### Extracted material

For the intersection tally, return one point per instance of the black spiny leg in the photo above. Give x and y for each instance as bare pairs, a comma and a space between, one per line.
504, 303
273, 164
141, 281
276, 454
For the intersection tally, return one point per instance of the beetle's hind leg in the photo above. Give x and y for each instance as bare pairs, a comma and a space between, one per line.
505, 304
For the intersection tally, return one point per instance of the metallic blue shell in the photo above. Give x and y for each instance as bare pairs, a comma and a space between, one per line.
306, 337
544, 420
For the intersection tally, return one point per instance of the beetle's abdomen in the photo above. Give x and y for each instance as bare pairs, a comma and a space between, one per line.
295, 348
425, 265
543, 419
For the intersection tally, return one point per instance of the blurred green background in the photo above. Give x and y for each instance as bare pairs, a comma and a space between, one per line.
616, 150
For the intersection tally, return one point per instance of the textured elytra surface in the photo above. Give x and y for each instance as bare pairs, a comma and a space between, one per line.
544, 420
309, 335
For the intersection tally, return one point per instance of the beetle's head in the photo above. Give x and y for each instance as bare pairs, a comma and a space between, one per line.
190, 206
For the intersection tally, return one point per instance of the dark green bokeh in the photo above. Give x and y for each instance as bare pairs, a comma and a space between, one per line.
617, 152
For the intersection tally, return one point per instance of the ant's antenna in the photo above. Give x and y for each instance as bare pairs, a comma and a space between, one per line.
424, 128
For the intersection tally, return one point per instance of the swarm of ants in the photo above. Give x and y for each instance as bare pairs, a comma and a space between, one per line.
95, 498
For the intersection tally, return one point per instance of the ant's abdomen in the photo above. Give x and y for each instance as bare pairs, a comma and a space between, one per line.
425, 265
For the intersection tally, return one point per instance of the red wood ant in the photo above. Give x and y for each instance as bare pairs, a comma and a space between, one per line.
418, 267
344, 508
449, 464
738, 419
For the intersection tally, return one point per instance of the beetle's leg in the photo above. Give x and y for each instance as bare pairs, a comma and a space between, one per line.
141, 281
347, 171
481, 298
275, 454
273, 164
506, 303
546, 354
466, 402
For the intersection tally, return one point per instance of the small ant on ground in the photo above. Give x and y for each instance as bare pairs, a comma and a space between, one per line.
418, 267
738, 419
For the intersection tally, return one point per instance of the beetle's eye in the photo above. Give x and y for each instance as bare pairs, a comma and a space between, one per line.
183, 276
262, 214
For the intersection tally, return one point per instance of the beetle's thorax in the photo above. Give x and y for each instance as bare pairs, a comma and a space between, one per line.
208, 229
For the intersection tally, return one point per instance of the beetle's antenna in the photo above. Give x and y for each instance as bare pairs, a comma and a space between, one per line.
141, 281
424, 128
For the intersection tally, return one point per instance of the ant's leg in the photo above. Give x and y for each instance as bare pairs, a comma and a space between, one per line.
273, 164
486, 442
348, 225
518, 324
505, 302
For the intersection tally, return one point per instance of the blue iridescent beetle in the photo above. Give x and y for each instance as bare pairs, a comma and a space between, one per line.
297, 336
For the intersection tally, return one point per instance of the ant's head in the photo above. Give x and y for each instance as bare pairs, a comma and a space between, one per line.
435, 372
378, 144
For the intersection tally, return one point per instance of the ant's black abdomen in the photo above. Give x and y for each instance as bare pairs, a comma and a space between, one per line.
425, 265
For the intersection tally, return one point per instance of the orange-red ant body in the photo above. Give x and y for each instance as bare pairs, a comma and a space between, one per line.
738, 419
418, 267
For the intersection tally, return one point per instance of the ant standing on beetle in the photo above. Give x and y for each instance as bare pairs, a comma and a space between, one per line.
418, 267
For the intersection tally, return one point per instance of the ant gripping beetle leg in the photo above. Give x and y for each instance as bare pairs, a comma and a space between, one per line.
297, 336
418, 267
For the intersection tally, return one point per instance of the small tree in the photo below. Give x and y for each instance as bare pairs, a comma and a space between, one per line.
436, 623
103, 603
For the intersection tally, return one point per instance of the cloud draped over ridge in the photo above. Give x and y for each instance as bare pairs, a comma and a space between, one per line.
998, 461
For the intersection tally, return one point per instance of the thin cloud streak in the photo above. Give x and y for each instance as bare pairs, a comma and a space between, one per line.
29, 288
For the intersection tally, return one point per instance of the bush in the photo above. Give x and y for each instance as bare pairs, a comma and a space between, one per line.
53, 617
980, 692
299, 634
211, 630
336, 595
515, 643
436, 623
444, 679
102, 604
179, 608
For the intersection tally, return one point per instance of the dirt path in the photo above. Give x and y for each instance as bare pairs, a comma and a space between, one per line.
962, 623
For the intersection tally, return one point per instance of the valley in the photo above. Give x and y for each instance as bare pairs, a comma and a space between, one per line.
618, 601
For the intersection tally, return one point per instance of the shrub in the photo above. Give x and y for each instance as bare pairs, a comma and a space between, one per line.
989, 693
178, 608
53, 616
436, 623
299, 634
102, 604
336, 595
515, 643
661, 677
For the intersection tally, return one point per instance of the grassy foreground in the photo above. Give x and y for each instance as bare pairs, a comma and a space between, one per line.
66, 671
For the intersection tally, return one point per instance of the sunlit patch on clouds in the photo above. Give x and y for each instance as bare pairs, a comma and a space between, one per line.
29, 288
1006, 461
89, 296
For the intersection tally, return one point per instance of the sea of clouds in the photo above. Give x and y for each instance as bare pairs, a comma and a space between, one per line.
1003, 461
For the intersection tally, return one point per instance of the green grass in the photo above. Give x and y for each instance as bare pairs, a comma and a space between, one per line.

######

* _Exercise_
Every record must be transcribed exactly as written.

* _Task response_
For the intersection tally, return one point per instance of the black spiny leg in the photo above. Give x and y for each instance as bare pairs, a comma and a space between, one per line.
504, 303
273, 164
141, 281
276, 454
For the intersection tally, return one point per instance of the beetle's hind leg in the photo above. Give x and y for each instance as bare pairs, a comma and a space between, one per line.
505, 304
For the intersection tally, return one point per instance of the metallic blue shell in the photo above. Give x and y for each instance as bare pairs, a comma and a space between, one per line.
306, 337
544, 420
For the intersection tally, return one point per instance of the beetle's abdomen in the photo above. Give x and y for each instance as bare pairs, a comma and a space between, one per line.
295, 348
425, 265
543, 419
For the intersection tally, return one point per instance of the blurred green background in the photo above. Give x and y for each instance as bare pairs, a comma and a space between, one per line.
616, 150
For the intersection tally, return one point per instance of the textured elytra surface in the photo above. Give x and y for each instance as bare pairs, a comma and a space between, one per line.
544, 420
309, 335
For the intersection tally, return one point per instance of the beetle's head in the photo above. Give x and y for each instance as bare pairs, a comma and a space between, one per line.
190, 206
For the intersection tally, return one point per instance of the dark green bokeh in the photo above. Give x and y for each instance as bare pairs, a comma and a space between, one per line.
617, 152
For the intersection tally, return one point per instance of the ant's antenna in the photo above. Give x and y for each instance as bare pairs, a comma and a space between, one per line.
424, 128
For the intersection tally, return one point per instance of the swarm of ants in the photo above. Give x and y for each instance as bare pairs, a comma and a space between, one per line.
95, 498
For the intersection tally, return one point per instance of the ant's abdomen in the photo above. Give x and y for each instance as bare pairs, a comma and a space between, one per line.
425, 265
For the intersection tally, return one point per instance of the red wood ant in the photo above. Give x and y for each instance as bare pairs, a comma and a space between, one per line.
418, 267
344, 508
449, 464
738, 419
For the intersection tally, return one point per instance of the beetle's leg in the photo above. Give x and y for each instance as bare pairs, a comma and a space between, one per line.
141, 281
347, 171
481, 298
275, 454
273, 164
506, 303
546, 354
466, 402
For the intersection tally, return one point per instance of the small ant on ground in the photo above. Give x and y for each instance as bare pairs, a comma and a space between, one per line.
418, 267
738, 419
For the intersection tally, return one point per instance of the beetle's eye in the photo above. Give x and y for each instance as bare pairs, a comma and a space between, one per line.
183, 276
262, 214
For the intersection tally, return one point per instance of the beetle's thorax in the photo above. Give x and y for each instance as bare pairs, a comma and a space between, one per line.
208, 229
For the intersection tally, return one point per instance of the beetle's antenna in the photo above. Give x and y for each instance as bare pairs, a comma and a space between, one per line.
141, 281
424, 128
For the intersection tally, return one point per instance of the ant's leg in the photo above. Give x and y for each instance as bare pairs, a comma and a space between, one per line.
273, 164
486, 442
348, 225
518, 324
505, 302
For the intersection tally, return one point per instance of the blue iridescent beetle in the photo above. Give x and y for each instance as bare pairs, a comma and a space between, one per line.
297, 336
For the intersection tally, return one point per instance of the ant's head in the photo above. Give x and y for each instance as bare pairs, a comma and a space between, one per line.
435, 372
378, 144
For the intersection tally, return one point per instance of the ant's black abdomen in the photo above. Give x and y for each instance as bare pairs, a comma and a space between, one per line.
425, 265
For the intersection tally, return one point per instance of the orange-red ant body in the photo above. Give x and y for each instance as bare pairs, a comma and a space between, one per line.
738, 419
418, 267
For the intersection tally, return one point per instance of the ant standing on beetle in the photo above. Give x and y for each instance as bare pairs, a comma and a space between, one per line.
418, 267
For the intersection tally, return one point per instance of the ant gripping beetle leg in the photo above. Give x and y for each instance as bare pairs, a comma and a space between, one per line.
297, 336
418, 267
For the intersection tally, return one point per instance of the small tree in the photo below. Give x and y for each instance as bare pairs, a comma and a space between, one per line.
436, 623
103, 603
For the intersection tally, return one point per instance of the cloud draped over ridge in the photo above. Give x and y for each instance as bare pairs, a comma and a space between, one per line.
998, 461
For the intersection tally, return one point per instance of the thin cloud streak in the photo above. Give x and y for each instance as bare pairs, a comma and a space between, one per line.
29, 288
For the intersection tally, return one point per instance of the bush in the photo above. Give x and y for each instance as bare pairs, a comma and a space between, one per line.
53, 617
980, 692
299, 634
211, 630
336, 595
515, 643
436, 623
444, 679
102, 604
179, 608
For the intersection tally, return one point per instance of the dirt path in the photo above. Give x and y for each instance as bare pairs, a comma and a space between, one per line.
962, 623
For the intersection tally, return one point per instance of the valley in the photo above. Give x and y for each instance as bare pairs, a comma and a space between, one per line.
618, 601
For the intersection tally, return one point per instance of the shrub in the photo above. Give x and y for each instance as bare pairs, a comma and a space between, one per line.
989, 693
178, 608
53, 616
436, 623
299, 634
102, 604
336, 595
515, 643
661, 677
For the intersection tally, return one point per instance of the grassy foreground in the photo above. Give x and y for each instance as bare pairs, a comma and a space between, one per line.
66, 671
For the intersection tally, return one point per instance of the sunlit patch on clouds in the photo above. Give x and y for each instance as bare pairs, a comma and a space between, one per line.
29, 288
1006, 461
89, 296
For the intersection tally, return one point per instance of the sea of clouds in the photo above. Give x and y for each instance as bare pairs, a comma and a space between, one per line.
1003, 461
For the intersection tally, return one point per instance of the green grass in the photo above. Give x and y for each instance as bare pairs, a comma and a space between, one per line.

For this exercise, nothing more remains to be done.